Text-to-region grounding data
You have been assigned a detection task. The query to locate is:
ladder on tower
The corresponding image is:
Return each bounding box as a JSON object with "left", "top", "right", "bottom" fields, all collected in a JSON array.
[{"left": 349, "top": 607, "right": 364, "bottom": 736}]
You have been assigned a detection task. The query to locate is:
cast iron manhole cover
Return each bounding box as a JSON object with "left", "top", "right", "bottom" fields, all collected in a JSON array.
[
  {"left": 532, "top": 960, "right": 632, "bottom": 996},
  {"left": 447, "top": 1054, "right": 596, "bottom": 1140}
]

- [To do]
Reproduce the line containing "ladder on tower" and every line after it. Stop at the last line of the records, and add nothing.

- [Exercise solution]
ladder on tower
The corresponding image is:
Return each bounding box as a JSON object with "left", "top", "right", "bottom" fields, all collected in a JSON array.
[{"left": 349, "top": 607, "right": 364, "bottom": 736}]
You have been assigned a detection task. The query to locate is:
cast iron manhole cover
Return each bounding box as a JSON object with "left", "top", "right", "bottom" fields, all collected in a JSON array.
[
  {"left": 532, "top": 960, "right": 632, "bottom": 996},
  {"left": 447, "top": 1054, "right": 596, "bottom": 1140}
]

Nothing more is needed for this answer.